Short problem 1
In the rows below, print exactly the stretch from the line containing "[locate] woman's ear" through the final line of the rows.

Document passage
··········

Crossing the Chasm & Gothic Cathedrals

Byron Davies davies@pobox.com
Sat, 21 Mar 1998 18:26:13 -0700


During the past year, while a partner and I were trying to start up a new
Lisp company, I gave a lot of thought to what might make Lisp "cross the
chasm" into the mainstream of computing.  My conclusion was, "It's the
apps, stupid", but we were too focused on the technology -- which we didn't
own -- to make use of the conclusion.

The notion of "crossing the chasm" came from Geoffrey Moore's book of that
title, which I recommend heartily.  The book is about taking a high-tech
product into the mainstream by paying attention to principles of technology
diffusion.  The basic idea is that adopters of a new technology form a bell
curve, with innovators and early adopters at one end, the mass market in
the middle, and late adopters at the other end.  The chasm that companies
fall into is between early adopters and the mass market: they've got a
product that the innovators (the "techies") and the early adopters have
fallen in love with, but they can't get a critical mass of customers to buy
the product.  The generic solution is to define a niche market for which
you develop a "whole product", and use this as a lever into the mainstream,
much as Apple did with desktop publishing.

··········

Short problem 2
Condense the paragraph of the passage on crossing the chasm that opens with "The notion of "crossing the chasm"" into a shorter version that retains its principal facts.

··········

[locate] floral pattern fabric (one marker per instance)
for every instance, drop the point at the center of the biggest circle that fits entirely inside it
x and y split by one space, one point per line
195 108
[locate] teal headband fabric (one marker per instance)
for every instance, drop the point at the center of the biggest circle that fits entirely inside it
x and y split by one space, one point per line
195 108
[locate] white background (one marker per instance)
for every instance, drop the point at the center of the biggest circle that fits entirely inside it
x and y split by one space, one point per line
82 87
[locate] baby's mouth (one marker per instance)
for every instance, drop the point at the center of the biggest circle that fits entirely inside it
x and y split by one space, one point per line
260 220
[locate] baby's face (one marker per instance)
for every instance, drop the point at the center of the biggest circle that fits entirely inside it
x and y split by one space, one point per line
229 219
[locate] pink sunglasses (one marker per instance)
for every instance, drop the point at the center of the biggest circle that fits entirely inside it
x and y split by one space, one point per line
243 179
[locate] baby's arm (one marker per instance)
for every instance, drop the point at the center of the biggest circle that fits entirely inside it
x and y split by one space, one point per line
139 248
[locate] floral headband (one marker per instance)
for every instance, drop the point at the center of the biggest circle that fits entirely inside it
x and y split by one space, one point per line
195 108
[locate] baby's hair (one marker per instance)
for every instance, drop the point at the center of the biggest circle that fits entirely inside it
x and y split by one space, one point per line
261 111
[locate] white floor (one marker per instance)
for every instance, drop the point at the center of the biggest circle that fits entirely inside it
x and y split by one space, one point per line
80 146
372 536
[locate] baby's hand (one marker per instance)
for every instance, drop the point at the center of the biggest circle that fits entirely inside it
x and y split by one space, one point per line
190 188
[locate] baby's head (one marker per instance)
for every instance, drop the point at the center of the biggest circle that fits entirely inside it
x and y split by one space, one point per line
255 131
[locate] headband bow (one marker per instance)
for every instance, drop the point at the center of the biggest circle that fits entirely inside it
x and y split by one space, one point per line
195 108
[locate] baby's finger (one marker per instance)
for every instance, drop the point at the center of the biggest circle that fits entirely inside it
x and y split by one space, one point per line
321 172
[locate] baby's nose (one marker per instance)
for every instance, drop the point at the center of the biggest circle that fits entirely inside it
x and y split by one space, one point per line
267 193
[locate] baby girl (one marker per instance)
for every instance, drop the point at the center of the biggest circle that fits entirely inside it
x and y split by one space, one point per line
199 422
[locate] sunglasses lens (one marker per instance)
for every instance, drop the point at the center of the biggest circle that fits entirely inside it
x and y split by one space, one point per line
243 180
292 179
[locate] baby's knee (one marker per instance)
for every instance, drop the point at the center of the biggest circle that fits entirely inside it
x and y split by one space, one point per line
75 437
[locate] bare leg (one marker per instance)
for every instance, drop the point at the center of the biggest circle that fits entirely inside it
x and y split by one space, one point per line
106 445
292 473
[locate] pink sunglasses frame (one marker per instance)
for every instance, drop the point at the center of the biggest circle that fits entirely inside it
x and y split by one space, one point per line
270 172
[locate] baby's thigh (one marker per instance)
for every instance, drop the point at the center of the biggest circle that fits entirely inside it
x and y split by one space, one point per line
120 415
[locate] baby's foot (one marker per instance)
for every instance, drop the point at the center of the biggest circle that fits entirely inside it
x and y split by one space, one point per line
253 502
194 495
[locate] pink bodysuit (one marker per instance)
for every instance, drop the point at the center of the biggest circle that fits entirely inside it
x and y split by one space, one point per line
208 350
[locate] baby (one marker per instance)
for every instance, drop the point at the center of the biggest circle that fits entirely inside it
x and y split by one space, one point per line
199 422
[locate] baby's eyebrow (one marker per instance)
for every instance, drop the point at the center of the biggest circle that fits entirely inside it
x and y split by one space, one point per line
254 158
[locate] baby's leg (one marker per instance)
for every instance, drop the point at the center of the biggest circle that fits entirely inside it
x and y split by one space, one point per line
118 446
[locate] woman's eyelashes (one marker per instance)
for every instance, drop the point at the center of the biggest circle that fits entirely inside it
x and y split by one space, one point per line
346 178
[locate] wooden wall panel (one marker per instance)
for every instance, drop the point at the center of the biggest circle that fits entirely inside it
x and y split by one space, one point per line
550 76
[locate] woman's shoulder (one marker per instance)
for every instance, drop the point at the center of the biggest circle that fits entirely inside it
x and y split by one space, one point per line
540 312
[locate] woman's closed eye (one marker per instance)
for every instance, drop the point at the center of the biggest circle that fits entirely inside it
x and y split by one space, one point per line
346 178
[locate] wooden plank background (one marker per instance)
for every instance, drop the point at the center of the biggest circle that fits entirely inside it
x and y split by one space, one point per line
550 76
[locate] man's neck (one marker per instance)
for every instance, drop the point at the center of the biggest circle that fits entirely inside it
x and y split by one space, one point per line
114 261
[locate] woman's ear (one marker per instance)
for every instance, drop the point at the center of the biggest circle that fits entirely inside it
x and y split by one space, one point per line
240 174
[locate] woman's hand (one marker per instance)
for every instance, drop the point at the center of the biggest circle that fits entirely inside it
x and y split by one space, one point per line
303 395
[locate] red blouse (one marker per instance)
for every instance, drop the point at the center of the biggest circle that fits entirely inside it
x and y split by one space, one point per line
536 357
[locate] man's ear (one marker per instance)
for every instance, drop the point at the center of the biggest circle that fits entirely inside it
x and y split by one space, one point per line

··········

Full solution 1
[locate] woman's ear (one marker per instance)
for every instance, drop the point at the center of the biggest circle that fits entirely inside it
x and y split by one space, one point per line
240 174
[locate] woman's hand (one marker per instance)
for every instance, drop the point at the center of the biggest circle that fits entirely inside it
x and y split by one space, one point per line
303 395
[locate] red blouse (one marker per instance)
for every instance, drop the point at the center of the biggest circle that fits entirely inside it
x and y split by one space, one point per line
536 357
[locate] man's ear (one marker per instance)
for every instance, drop the point at the center of the biggest circle that fits entirely inside it
x and y split by one space, one point per line

Full solution 2
The phrase "crossing the chasm" comes from Geoffrey Moore's book of that title, which the writer strongly recommends. The book explains how to bring a high-tech product into the mainstream by applying principles of technology diffusion. Adopters form a bell curve: innovators and early adopters at one end, the mass market in the middle, and late adopters at the other end. Companies fall into the chasm between early adopters and the mass market. Their product wins over innovators and early adopters but fails to reach a critical mass of customers. The generic remedy is to define a niche market, develop a "whole product" for it, and use that niche as a lever into the mainstream, as Apple did with desktop publishing.